Required actions
A) Name every court case cited in the securities-law passage.
B) Extend the securities-law passage, starting after its final sentence.

Passage shown

Section 12(1) of the Securities Act stipulates that any person who offers or sells an unregistered security in violation of section 5 of the Act shall be liable to the purchaser upon tender of the security, for the consideration paid plus interest, less the amount of any income received from the security. Section 13 of the Act, in part, provides: "No actions shall be maintained ... to enforce a liability created under [12(1) ], unless brought within one year after the violation upon which it is based." Thus, the prohibition on selling unregistered securities is actually contained in Sec. 5(a) of the 1933 Act. Section 12(1) merely provides a remedy for a violation of that section by authorizing recovery in a civil action against any person who offers or sells a security in contravention of section 5(a). The statute of limitations continued in section 13 begins running on the date of the act prohibited by section 5(a).

9

The violation alleged by the Raifords is covered by section 5(a)(1) which makes it unlawful for any person, unless a registration statement is in effect as to the security, "to make use of any means or instruments of transportation or communication in interstate commerce or of the mails to sell such security through the use or medium of any prospectus or otherwise...." The term "sell" is given only the most general definition in the Securities Act. Section 2(3) of the Act, 15 U.S.C. Sec. 77b(3), merely states that "[t]he 'sale' or 'sell' of a security shall include every contract of sale or disposition of a security or interest in a security for value." Although the definition sheds a rather dim light on the meaning of "sell" in this context, it does at least indicate that the term, while including contracts of sale, may be interpreted more broadly.

10

The district court cited no authority in support of its conclusion that the date of contract was indeed the date of the sale which purportedly infringed on section 5. We glean from the pleadings and briefs in this case, however, that the court followed the "commitment doctrine" approach developed by the Second Circuit Court of Appeals in Radiation Dynamics, Inc. v. Goldmuntz, 464 F.2d 876, 890 (2d Cir.1972). Although this doctrine was formulated to determine when the sale of a security takes place for purposes of a Rule 10b-5 action, a number of district courts have engrafted its precepts onto a cause of action brought pursuant to section 12(1). See e.g., Eriksson v. Galvin, 484 F.Supp. 1108, 1119 (S.D.N.Y.1980); Rochambeau v. Brent Exploration, Inc., 79 F.R.D. 381, 384 (D.Colo.1978). Under this view, the relevant date of the sale of a security is the time when the parties enter into an agreement evincing a commitment to the transaction, not when the securities or the purchase price actually change hands. Radiation Dynamics, 464 F.2d at 890.

Data shown
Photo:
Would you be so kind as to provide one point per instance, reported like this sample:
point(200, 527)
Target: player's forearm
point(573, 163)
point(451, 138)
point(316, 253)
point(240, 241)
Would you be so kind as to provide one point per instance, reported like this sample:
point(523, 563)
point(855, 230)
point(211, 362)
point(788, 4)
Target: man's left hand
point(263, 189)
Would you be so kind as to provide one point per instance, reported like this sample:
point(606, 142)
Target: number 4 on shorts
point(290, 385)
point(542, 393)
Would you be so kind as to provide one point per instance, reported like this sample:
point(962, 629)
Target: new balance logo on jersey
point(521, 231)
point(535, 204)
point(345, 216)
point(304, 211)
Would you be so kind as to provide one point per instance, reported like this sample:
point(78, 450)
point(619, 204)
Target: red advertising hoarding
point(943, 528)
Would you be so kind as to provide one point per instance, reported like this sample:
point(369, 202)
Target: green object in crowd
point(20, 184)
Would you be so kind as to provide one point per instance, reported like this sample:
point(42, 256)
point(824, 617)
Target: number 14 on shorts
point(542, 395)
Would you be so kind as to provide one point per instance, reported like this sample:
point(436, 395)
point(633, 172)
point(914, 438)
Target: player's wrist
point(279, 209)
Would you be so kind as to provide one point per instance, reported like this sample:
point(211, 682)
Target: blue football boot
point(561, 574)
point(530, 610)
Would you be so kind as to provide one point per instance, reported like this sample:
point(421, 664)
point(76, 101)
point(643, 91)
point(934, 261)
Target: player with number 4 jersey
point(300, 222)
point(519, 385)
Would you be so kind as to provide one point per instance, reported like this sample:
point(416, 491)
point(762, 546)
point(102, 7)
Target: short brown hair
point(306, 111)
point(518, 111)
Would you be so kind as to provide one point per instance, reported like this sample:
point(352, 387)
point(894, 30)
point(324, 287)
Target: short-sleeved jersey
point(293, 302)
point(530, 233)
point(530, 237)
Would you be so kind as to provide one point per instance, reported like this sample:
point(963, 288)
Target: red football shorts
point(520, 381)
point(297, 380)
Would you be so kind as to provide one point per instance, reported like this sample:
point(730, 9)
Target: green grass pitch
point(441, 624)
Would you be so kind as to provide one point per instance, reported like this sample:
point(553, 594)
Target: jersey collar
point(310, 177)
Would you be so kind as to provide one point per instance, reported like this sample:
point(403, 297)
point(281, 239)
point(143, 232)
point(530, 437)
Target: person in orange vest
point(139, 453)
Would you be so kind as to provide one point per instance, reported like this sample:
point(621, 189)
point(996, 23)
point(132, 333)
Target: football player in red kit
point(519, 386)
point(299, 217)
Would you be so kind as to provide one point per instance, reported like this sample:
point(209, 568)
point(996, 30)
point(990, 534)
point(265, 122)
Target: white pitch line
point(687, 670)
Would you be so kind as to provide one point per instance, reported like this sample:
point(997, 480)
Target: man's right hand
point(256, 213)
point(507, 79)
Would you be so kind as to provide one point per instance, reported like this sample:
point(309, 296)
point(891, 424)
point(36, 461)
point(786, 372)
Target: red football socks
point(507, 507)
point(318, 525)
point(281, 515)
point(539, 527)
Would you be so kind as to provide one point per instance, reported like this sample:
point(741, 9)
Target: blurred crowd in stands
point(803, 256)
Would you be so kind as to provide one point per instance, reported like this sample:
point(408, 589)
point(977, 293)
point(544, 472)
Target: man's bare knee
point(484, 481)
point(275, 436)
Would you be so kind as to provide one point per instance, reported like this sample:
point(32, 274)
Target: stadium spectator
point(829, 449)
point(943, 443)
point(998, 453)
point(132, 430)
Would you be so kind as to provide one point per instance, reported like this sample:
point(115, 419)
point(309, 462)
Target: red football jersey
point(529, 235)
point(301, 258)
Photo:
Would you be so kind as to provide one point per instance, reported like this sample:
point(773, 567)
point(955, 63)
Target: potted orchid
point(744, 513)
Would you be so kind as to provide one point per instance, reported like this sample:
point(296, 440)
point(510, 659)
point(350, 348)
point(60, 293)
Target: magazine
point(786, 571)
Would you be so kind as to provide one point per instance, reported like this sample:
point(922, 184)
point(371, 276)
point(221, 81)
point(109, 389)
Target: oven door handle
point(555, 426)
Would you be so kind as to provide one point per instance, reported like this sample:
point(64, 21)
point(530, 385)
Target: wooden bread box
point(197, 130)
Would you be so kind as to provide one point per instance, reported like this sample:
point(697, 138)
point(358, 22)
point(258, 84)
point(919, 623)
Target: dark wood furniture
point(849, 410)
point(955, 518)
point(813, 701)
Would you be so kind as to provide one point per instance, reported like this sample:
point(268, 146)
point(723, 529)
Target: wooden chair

Answers to the problems
A)
Radiation Dynamics, Inc. v. Goldmuntz
Eriksson v. Galvin
Rochambeau v. Brent Exploration, Inc.

B)
11

An analysis of the underlying rationale of the commitment doctrine leads to the conclusion that while it may effectuate the goals of the securities laws in the context of Rule 10b-5, the application of its restrictive interpretation of "sale" to an action based on section 5 of the 1933 Act frustrates the broad remedial purpose of the Act. As explained in Radiation Dynamics, the thrust of Rule 10b-5 is that an insider who has material inside information or a person who has obtained such information from an insider may not use that information in connection with the purchase or sale of securities to take advantage of his knowledge at the expense of the person with whom the insider is dealing. Id. at 888. The duty to disclose or refrain from dealing based on material inside information, however, persists only until the date of commitment to a securities transaction. This is so because "[a] party does not, within the intendment of Rule 10b-5, use material inside information unfairly when he fulfills contractual commitments which were incurred by him previous to his acquisition of that information." Id. at 890. The Rule 10b-5 goal of fundamental fairness in the securities marketplace is preserved by use of the time of commitment for fixing the date of sale. Id.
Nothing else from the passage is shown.